- SET EXERCISE A:
Show each line of the listing below that contains the string "Provide", matching its capitalization exactly.

- SOURCE DOCUMENT:
[START]
The first time Carla Ann Jablonski encountered Arthur Miranda Lazalde II, he was blocking her view during rehearsals at the Metropolitan Opera in 2015.
“I could not see the conductor for the life of me because of this tall guy,” Jablonski said. “I thought he was cute, but my first impression was, why did they put this tall dude in my way?”
Lazalde, who is 6 feet 3 inches, and Jablonski, who is 5 feet 9, were both in the cast of the Met’s production of Verdi’s “Otello” — Jablonski as a chorister and Lazalde as an actor playing one of Otello’s soldiers. Despite the fact that they were regular performers at the Met, they didn’t properly meet until nearly five years later.
Jablonski, 39, grew up in Butler and Chambersburg, Pa., and decided to pursue a career in the arts as a teenager. At 15, she moved to New York with her mother, Martha Vanslette, and her stepparent, Shelly Vanslette, to attend LaGuardia High School. After graduation, she studied voice, earning a bachelor’s degree in music at Manhattan School of Music and a master’s of music at Juilliard. She joined the Met as a chorister in 2014.
[END]
- SET EXERCISE B:
Repeat the whole passage above about Jablonski and Lazalde word for word.

Segmentation labeling items:
[START]
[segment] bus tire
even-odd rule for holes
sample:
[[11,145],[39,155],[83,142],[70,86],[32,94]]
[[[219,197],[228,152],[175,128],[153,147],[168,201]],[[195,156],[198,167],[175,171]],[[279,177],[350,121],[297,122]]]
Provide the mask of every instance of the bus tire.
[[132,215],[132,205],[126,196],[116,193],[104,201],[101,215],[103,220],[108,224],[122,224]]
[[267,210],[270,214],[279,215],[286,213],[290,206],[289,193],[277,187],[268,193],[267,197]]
[END]
[START]
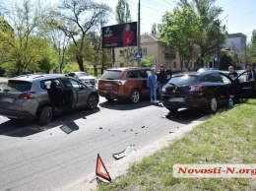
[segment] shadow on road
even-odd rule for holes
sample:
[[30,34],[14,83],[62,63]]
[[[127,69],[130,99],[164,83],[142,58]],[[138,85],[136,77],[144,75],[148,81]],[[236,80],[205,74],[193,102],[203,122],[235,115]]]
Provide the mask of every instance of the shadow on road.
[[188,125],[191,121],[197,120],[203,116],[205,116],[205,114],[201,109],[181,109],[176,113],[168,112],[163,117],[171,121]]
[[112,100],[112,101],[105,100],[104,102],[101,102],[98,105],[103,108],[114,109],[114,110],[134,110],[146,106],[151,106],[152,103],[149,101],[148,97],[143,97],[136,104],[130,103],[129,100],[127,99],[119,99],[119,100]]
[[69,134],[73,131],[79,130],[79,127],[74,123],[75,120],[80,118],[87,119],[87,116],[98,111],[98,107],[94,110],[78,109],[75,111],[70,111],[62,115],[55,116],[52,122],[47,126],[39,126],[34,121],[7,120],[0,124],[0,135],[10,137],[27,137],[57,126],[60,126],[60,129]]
[END]
[START]
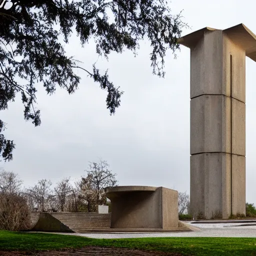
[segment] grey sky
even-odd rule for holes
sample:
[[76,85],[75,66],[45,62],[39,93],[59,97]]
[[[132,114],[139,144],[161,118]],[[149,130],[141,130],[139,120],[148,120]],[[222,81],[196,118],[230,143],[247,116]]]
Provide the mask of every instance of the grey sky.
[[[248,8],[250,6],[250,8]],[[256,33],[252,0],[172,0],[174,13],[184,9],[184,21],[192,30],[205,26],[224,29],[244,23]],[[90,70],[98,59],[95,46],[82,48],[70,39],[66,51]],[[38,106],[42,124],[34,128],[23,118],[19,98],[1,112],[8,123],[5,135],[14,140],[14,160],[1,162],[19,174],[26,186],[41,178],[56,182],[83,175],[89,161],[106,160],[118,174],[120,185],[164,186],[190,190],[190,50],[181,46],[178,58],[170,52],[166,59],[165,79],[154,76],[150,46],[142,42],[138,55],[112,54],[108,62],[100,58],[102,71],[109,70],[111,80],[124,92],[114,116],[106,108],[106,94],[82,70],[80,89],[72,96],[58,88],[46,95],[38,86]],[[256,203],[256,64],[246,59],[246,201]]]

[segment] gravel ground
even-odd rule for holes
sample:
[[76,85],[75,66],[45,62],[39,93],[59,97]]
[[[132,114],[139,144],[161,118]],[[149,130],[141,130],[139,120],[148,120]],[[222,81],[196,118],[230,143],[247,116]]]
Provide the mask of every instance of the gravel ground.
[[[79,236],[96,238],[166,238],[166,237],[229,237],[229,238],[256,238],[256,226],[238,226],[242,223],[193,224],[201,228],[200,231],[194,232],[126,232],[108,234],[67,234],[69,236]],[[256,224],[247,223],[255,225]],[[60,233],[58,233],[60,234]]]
[END]
- CORRECT OUTPUT A:
Provide the mask of every instance of the bus tire.
Provide the mask of every instance of the shadow on road.
Provide the mask of every instance of the grey sky.
Provide the mask of every instance of the gravel ground.

- CORRECT OUTPUT B:
The first time Carla Ann Jablonski encountered Arthur Miranda Lazalde II, he was blocking her view during rehearsals at the Metropolitan Opera in 2015.
“I could not see the conductor for the life of me because of this tall guy,” Jablonski said. “I thought he was cute, but my first impression was, why did they put this tall dude in my way?”
Lazalde, who is 6 feet 3 inches, and Jablonski, who is 5 feet 9, were both in the cast of the Met’s production of Verdi’s “Otello” — Jablonski as a chorister and Lazalde as an actor playing one of Otello’s soldiers. Despite the fact that they were regular performers at the Met, they didn’t properly meet until nearly five years later.
Jablonski, 39, grew up in Butler and Chambersburg, Pa., and decided to pursue a career in the arts as a teenager. At 15, she moved to New York with her mother, Martha Vanslette, and her stepparent, Shelly Vanslette, to attend LaGuardia High School. After graduation, she studied voice, earning a bachelor’s degree in music at Manhattan School of Music and a master’s of music at Juilliard. She joined the Met as a chorister in 2014.